INSTRUCTION | Return the part of the entries that opens with the line containing "task: trace the outline of the <item>pond</item>" and runs through the end of the entries, repeating each line exactly as it appears.

[Outline labeling entries]
=-=-=
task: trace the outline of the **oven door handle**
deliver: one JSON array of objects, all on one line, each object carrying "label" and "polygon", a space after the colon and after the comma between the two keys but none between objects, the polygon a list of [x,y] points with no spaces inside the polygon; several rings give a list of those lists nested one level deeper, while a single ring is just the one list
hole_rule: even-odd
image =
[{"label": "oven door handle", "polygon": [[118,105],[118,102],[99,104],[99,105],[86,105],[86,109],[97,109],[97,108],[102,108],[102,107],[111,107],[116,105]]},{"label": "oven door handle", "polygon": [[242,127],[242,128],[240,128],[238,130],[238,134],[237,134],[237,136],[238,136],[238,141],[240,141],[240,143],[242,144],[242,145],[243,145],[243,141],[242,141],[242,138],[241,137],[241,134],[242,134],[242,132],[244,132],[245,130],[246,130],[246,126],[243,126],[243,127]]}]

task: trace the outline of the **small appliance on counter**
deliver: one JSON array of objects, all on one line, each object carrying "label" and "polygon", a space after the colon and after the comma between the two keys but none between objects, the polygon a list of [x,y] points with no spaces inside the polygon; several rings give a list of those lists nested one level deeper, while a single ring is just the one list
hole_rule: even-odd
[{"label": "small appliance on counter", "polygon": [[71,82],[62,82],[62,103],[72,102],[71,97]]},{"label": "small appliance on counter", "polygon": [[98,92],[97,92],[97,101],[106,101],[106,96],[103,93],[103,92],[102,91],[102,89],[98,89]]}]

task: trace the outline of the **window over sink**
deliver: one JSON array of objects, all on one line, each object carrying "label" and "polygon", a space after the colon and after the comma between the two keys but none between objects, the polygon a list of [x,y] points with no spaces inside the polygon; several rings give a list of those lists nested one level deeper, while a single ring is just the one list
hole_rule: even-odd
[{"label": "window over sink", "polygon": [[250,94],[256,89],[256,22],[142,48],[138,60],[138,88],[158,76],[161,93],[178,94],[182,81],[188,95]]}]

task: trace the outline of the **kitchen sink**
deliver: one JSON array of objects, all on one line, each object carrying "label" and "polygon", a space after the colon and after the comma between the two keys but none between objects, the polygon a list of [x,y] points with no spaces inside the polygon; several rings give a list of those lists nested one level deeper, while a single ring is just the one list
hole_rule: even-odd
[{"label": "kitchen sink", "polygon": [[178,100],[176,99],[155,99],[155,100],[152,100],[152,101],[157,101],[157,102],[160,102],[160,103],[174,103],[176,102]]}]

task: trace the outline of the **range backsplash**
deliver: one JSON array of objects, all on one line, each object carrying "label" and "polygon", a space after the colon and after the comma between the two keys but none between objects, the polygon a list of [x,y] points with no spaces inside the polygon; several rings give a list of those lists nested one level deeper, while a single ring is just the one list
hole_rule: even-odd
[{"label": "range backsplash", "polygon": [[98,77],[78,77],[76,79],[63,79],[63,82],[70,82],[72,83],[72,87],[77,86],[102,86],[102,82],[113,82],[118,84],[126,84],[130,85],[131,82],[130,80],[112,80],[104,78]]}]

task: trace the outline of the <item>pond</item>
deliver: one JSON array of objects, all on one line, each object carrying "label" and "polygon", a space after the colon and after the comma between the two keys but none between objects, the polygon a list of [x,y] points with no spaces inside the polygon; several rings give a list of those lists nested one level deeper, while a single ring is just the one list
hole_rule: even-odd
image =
=-=-=
ANSWER TO THE EXERCISE |
task: trace the outline of the <item>pond</item>
deliver: one JSON array of objects, all on one line, each object carrying "label" and "polygon", a space after the colon and after the comma between the two keys but none between objects, the polygon a list of [x,y] points with no spaces inside the polygon; several rings give a list of those lists nested one level deeper, while a single ring is just the one list
hole_rule: even-odd
image =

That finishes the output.